> **抜粋本文**
——
コロナ禍の今、日本医療の特徴を考えてみる この国の医療の形はどのように生まれたのか
日本の医療は、江戸時代に築かれた自由開業医制を基盤としてきたと評されてきた。明治に入り1887年の「医制」を機に漢方から西洋医学への転換が図られたが、それは従来医業に携わっていた人たちにも医師免許を付与して医師の総数を維持しながらという漸進的な方法で行われたために、自由開業医制の伝統は継承されていった。
明治以降に登場した日本の病院については、官立、特に公立の病院を軸に整備が進められていた。だが、松方デフレ後の財政再建を背景とする1887年の勅令により、公立病院への地方税の投入が禁じられて以降、提供体制は民間中心になっていった。しかし、第2次大戦直後の占領期から、病院を公的病院中心に再編成する動きも生まれた。戦後のそのあたりの話からはじめよう。
——
> **提供資料**
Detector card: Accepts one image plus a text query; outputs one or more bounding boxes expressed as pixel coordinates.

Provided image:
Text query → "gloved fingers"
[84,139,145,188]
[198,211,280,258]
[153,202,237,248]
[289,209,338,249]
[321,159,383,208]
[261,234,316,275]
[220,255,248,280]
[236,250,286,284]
——
> **課題の要件**
**1.** 日本医療の成り立ちを扱う本文によれば、1887年の勅令によって何が禁じられましたか。
**2.** 日本医療の成り立ちを扱う本文によれば、西洋医学への転換後も自由開業医制の伝統が継承されたのはなぜですか。本文が示す理由を一文から三文で説明してください。
**3.** 日本医療の成り立ちを扱う本文を、最後の文に続けて書き進めてください。

> **設問への解答**
**1.** 公立病院への地方税の投入が禁じられました。

**2.** 転換が漸進的な方法で行われたためです。従来医業に携わっていた人たちにも医師免許を付与し、医師の総数を維持しながら進められました。

**3.**
占領期にGHQが与えた影響
行政学者ワンデル博士を団長とする6名のアメリカ社会保障調査団が、ワンデル勧告と呼ばれる報告書を、日本政府に渡したのは、1948年7月である。ワンデル勧告は、医療は公的責任において提供すべきものであり、病院については、国・公立や公的な機関を中心にすべきであって、「公的財源による病院建設」が勧告されていた。
一方、ワンデル勧告を見たアメリカ医師会は、歴代3期に及ぶ医師会会長ら自らが日本を訪れ、アメリカ医師会の指向する医師の「自主性と企業性」を確保することを主張し、医療の提供面において医師会が主導的な役割を果たすことを強調した報告書をGHQに提出している。
つまり、戦後日本には、GHQを通じた提供体制のあり方に対する提言が、2つあったことになる。
日本が戦後継承していったのは、ワンデル勧告の流れである。
ワンデル勧告を受けて1949年に設置された社会保障制度審議会は、同年末に、「社会保障制度確立のための覚え書」を出し、「医療組織については、総合的計画の下に公的医療施設の整備拡充を図るとともに、開業医の協力しうる体制を整え、また公衆衛生活動の強化を図る必要がある」と論じていた。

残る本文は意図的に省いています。